■ **TO DO**: Output exactly the lines below, starting with the line that has "Query: door frame" and going on through the line that has "x=175 y=313", both included, and no other lines.

[Records from a dataset]
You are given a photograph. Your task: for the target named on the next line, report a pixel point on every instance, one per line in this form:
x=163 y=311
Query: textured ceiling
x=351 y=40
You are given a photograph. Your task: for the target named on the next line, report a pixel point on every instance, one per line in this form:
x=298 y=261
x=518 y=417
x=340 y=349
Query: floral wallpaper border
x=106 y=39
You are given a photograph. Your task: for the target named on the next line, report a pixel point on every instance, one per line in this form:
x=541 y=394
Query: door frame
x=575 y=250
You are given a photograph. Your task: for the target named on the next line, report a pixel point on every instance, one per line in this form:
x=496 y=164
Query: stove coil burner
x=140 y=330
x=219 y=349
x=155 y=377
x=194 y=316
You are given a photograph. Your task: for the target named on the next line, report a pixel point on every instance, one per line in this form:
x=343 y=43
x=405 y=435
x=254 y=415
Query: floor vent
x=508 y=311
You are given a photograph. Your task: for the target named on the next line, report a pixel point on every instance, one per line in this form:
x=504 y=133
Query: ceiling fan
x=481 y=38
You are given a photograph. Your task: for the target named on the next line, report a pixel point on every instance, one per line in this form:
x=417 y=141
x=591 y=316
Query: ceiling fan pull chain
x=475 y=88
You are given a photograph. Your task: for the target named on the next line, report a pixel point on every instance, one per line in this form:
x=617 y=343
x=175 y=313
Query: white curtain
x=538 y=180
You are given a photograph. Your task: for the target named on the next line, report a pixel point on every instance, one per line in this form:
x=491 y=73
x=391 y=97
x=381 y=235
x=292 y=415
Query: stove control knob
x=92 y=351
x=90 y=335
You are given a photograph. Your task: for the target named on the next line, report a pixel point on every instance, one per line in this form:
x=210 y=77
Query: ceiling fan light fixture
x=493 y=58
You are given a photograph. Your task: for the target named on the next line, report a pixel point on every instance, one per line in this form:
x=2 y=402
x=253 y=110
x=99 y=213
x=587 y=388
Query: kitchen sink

■ **WRITTEN RESPONSE**:
Query: door frame
x=575 y=250
You are given a photograph. Your task: for the target named on the next line, report a pixel point on every instance, one per line in this form:
x=496 y=164
Query: stove coil burner
x=140 y=330
x=219 y=349
x=155 y=377
x=194 y=316
You are given a photograph. Your task: for the target named on the next line, report a pixel point on every instance, one per line in this form:
x=343 y=43
x=405 y=435
x=254 y=415
Query: floor vent
x=508 y=311
You are given a photograph. Your task: for the target named on the next line, report a pixel point on every instance, one per line in this form:
x=504 y=133
Query: ceiling fan
x=481 y=38
You are given a photograph. Your task: for the target named on the next line, report a pixel point on every instance, one per line in this form:
x=417 y=141
x=591 y=316
Query: ceiling fan pull chain
x=475 y=88
You are given a photograph. Your task: for the target named on the next line, report a pixel point on every instance, one per line in this form:
x=617 y=343
x=175 y=313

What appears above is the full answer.